_EXPLORE THE MATERIAL_:
**a)** Answer these about the forum thread on Redis binary size:
(i) If the debug sections were compressed, how large would the unstripped redis-server binary become?
(ii) Besides names, what does the symbol table give for most functions?
(iii) How many Redis binaries does the Bitnami image contain?
**b)** From the forum thread on Redis binary size, extract the passage between "matt-smiley commented 2" and "MB to 5.3 MB.", inclusive, word for word.
**c)** Continue the forum thread on Redis binary size from its last sentence.

_TEXT BLOCK_:

----------------

Hi @matt-smiley , How much would that reduce the size? The mentioned option 2 was already increasing just 0.5MB, so which kind of extra advantage brings building it on that way?

matt-smiley commented 2 years ago

@miguelaeh great questions! Notes for both are below.

How much would that reduce the size?

Compressing the debug sections would reduce the unstripped redis-server binary from 12.2 MB to 5.3 MB.

More details are at the end, in case you want to play with this some more.

The mentioned option 2 was already increasing just 0.5MB, so which kind of extra advantage brings building it on that way?

There are 2 complimentary sets of benefits we can get, summarized below.

The smaller option (preserving symbol tables) provides names for most of the functions, but nothing else. This is incredibly useful for performance profiling, and as you know, it costs very little extra size on disk (and no extra size in memory at runtime). This is the main thing that @igorwwwwwwwwwwwwwwwwwwww and I want, because it preserves the ability to observe where Redis is spending its time while under specific production workloads, which has let us make efficiency improvements to both Redis itself and our client application behavior.

The larger option (preserving debug sections) includes the above benefits and also adds much more precise information about the binary's relationship to the original source code. Some examples of what it supports:

Essentially the symbol table just provides the starting address and name of most functions, whereas the debug sections provide a much more detailed and accurate mapping of machine instructions to source code. With some kinds of analysis, we don't need the higher level of precision, but with other kinds of analysis, it can save a huge amount of time and guess-work. It really depends on what the engineer is trying to do. Just preserving the symbol tables is a great improvement. If we can also provide the debug sections without costing too much extra size (i.e. by compressing them), I think that's worth including too, even though in my own work I usually only need the symbol tables.

That's why I lean towards compressing (rather than stripping) the debug sections. But I would be very happy with either.


Supplemental details on the size comparison.

Since the Bitnami image already saves space by using symlinks for redis-sentinel and friends, there are only 3 Redis binaries in the image. The most important one is redis-server.

----------------

_RECORDED INFORMATION_:
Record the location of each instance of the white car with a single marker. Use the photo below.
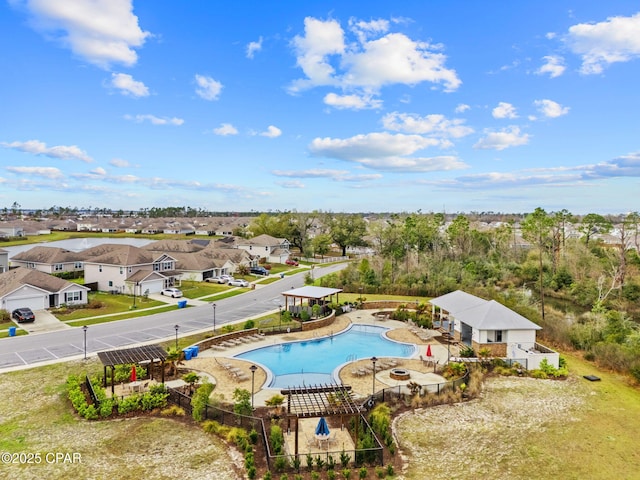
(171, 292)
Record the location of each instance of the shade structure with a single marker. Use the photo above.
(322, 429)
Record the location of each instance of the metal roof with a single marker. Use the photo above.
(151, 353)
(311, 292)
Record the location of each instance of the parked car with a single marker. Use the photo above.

----------------

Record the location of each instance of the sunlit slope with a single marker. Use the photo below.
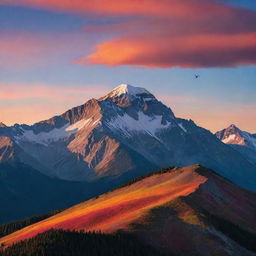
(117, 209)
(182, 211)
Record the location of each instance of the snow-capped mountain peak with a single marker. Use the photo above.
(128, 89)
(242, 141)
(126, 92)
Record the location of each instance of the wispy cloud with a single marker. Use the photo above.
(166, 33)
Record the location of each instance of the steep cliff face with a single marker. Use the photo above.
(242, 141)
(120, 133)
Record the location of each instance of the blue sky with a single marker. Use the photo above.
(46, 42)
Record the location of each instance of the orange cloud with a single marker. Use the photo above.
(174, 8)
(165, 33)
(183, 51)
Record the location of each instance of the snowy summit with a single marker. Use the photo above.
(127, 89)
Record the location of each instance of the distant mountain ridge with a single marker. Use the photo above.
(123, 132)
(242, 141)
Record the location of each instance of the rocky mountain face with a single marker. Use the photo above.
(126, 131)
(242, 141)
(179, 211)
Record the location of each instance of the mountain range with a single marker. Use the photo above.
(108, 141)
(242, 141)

----------------

_RESPONSES BY TASK_:
**a)**
(i) 5.3 MB, down from 12.2 MB.
(ii) Their starting address.
(iii) Three.

**b)**
matt-smiley commented 2 years ago

@miguelaeh great questions! Notes for both are below.

How much would that reduce the size?

Compressing the debug sections would reduce the unstripped redis-server binary from 12.2 MB to 5.3 MB.

**c)**
For redis-server the size options are:

The attached script clones and builds Redis from source and then uses objcopy, so we can see all 4 of the above options.

build_redis_and_compare_binary_sizes.sh.gz

Results:

Size comparison for redis-server:
-rwxrwxr-x 1 msmiley msmiley 12788184 Feb 17 10:45 redis-server.full
-rwxrwxr-x 1 msmiley msmiley  5553048 Feb 17 10:45 redis-server.compress-debug
-rwxrwxr-x 1 msmiley msmiley  2384592 Feb 17 10:45 redis-server.strip-debug
-rwxrwxr-x 1 msmiley msmiley  2165440 Feb 17 10:45 redis-server.strip-all

Size comparison for redis-cli:
-rwxrwxr-x 1 msmiley msmiley 7183672 Feb 17 10:45 redis-cli.full
-rwxrwxr-x 1 msmiley msmiley 2594464 Feb 17 10:45 redis-cli.compress-debug
-rwxrwxr-x 1 msmiley msmiley  976168 Feb 17 10:45 redis-cli.strip-debug
-rwxrwxr-x 1 msmiley msmiley  900352 Feb 17 10:45 redis-cli.strip-all

Size comparison for redis-benchmark:
-rwxrwxr-x 1 msmiley msmiley 7265776 Feb 17 10:45 redis-benchmark.full
-rwxrwxr-x 1 msmiley msmiley 2892544 Feb 17 10:45 redis-benchmark.compress-debug
-rwxrwxr-x 1 msmiley msmiley 1385872 Feb 17 10:45 redis-benchmark.strip-debug
-rwxrwxr-x 1 msmiley msmiley 1317888 Feb 17 10:45 redis-benchmark.strip-all
matt-smiley commented 2 years ago

Now that I posted it, I'm worried my last comment was maybe too long and detailed...

To sum up:

@miguelaeh any of the options you listed in https://github.com/bitnami/charts/issues/8071#issuecomment-1040237712 would be fine from my perspective. Anything that does not completely strip the symbol tables will support profiling redis, which is our primary goal.

Optionally, if we also preserve the debug sections (whether or not they are compressed), that helps some additional use-cases. (The details in my previous comment https://github.com/bitnami/charts/issues/8071#issuecomment-1043336123 are mostly just sharing background on that piece, since it's a bit more obscure -- but it's not our main goal here.)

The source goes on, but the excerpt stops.